[ARTICLE]
"""
Happy 2023 everyone!  Today I am sharing a “recipe” for a starter that is low on fuss and time but high on elegance!  Oysters with caviar will bring the luxe to a formal dinner party or some glam to your backyard barbecue. We had these as a little snack before heading out to dinner on New Year’s Eve.  I am actually using salmon roe instead of caviar for my oysters.  I may like to eat like a posh person but my budget does not spread to a 1/4 cup of real caviar.  If you would like to use the real stuff though go right ahead!  Oh and please invite me to your party!

Oysters with Caviar2

 

 

Australia’s Favourite Recipes – The Book

A few months ago, we decided to use charity shop books as a theme for our Tasty Reads Cookbook Club.  Most of our club members met for breakfast and then went looking through the local op shops for some culinary treasures.  The book I chose, Australia’s Favourite Recipes is a monster of a book.  I regretted buying it almost the minute I got it home because it is so big it does not fit into any of my bookshelves and so can only be accommodated lying flat.  It is also very heavy which makes it quite cumbersome which probably explains why I have not cooked from it a lot. For context, it is about shoulder height for Holly who is a small beagle.

Holly v Book

One thing I did make from this book was a lovely Apricot Meringue Dacquoise for the Cook Book Club meeting.

Apricot Meringue Dacquoise

Actually, on reflection that Dacquioise was amazing.  Even if I do say so myself!  I’ll throw in the recipe for that too as it would also be perfect for entertaining!
"""
[RECORDS SUPPLIED]
"""
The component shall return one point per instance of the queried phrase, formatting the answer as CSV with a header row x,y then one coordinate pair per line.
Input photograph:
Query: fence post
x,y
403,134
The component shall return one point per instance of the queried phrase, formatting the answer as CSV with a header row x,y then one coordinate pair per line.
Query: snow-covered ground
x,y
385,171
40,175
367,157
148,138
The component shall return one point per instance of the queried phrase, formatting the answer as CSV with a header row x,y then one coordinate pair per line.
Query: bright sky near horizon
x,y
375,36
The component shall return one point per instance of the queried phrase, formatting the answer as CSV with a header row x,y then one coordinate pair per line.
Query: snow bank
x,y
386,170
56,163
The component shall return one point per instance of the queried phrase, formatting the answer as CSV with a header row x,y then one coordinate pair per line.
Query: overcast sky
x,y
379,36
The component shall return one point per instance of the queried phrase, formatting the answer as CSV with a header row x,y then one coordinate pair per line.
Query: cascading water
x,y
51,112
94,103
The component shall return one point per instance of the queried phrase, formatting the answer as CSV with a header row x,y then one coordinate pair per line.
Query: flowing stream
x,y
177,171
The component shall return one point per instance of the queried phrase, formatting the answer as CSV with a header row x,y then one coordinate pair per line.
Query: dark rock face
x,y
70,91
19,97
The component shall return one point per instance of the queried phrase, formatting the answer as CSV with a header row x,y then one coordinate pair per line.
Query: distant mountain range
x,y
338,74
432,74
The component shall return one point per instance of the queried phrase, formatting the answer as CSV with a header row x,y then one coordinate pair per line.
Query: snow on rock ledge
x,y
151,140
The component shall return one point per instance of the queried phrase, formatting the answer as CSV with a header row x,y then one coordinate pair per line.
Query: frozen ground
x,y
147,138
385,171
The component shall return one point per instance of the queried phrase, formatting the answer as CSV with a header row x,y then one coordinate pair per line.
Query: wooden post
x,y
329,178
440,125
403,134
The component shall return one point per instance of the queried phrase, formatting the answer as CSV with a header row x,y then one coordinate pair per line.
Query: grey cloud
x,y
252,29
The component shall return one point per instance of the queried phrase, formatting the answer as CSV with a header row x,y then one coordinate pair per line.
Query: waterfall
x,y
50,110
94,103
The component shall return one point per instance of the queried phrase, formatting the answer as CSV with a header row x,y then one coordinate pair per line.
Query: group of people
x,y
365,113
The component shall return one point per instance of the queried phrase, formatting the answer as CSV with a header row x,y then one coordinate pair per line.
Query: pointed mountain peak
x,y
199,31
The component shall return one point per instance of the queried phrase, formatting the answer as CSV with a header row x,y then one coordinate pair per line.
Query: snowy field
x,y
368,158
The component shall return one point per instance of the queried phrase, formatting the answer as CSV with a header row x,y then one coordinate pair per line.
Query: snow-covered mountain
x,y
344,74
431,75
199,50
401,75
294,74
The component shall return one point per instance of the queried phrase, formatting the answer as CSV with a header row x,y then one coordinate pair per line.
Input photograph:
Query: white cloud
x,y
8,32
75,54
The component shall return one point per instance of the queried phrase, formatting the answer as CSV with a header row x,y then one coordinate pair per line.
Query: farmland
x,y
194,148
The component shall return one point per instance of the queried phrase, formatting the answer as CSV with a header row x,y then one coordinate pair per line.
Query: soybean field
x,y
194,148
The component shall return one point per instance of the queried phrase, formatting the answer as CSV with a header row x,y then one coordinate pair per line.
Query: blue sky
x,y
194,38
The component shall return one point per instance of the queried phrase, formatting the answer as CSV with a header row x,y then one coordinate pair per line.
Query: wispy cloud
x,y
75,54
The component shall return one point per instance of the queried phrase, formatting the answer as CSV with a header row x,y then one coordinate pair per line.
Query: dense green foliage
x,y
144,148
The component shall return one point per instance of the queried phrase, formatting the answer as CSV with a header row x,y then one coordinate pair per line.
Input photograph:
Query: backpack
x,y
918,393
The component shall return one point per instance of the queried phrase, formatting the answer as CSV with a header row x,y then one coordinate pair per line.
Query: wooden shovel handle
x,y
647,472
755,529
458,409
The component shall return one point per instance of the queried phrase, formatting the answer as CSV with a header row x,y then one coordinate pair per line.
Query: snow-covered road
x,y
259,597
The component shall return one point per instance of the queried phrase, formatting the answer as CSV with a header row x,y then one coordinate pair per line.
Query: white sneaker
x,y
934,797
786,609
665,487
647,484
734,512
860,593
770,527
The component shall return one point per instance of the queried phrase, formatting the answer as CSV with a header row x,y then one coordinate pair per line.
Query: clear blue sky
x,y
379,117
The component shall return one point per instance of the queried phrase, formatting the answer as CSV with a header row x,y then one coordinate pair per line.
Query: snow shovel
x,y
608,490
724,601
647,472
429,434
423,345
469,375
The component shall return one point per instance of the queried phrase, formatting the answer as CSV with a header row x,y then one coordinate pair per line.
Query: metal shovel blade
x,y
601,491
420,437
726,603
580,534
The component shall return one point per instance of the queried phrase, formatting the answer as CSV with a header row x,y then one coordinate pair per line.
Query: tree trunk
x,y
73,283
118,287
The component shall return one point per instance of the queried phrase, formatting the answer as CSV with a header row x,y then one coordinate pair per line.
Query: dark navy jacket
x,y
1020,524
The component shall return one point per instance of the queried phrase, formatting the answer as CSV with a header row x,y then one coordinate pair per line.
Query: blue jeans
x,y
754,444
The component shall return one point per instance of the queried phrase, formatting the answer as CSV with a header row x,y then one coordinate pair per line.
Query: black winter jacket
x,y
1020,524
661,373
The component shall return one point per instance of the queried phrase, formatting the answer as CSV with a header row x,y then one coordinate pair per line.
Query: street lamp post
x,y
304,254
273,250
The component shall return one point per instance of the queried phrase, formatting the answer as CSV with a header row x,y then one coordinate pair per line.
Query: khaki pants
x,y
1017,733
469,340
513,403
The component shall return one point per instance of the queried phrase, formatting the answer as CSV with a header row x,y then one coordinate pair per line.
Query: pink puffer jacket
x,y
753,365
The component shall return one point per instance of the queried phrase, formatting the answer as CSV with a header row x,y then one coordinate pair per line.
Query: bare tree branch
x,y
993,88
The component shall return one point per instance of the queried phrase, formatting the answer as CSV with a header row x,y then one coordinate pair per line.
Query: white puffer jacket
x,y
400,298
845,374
"""
[WORK TO DO] Translate this sentence from the oysters-with-caviar post into Spanish: "I am actually using salmon roe instead of caviar for my oysters."

[RESULT OF THIS TASK] En realidad, estoy usando huevas de salmón en lugar de caviar para mis ostras.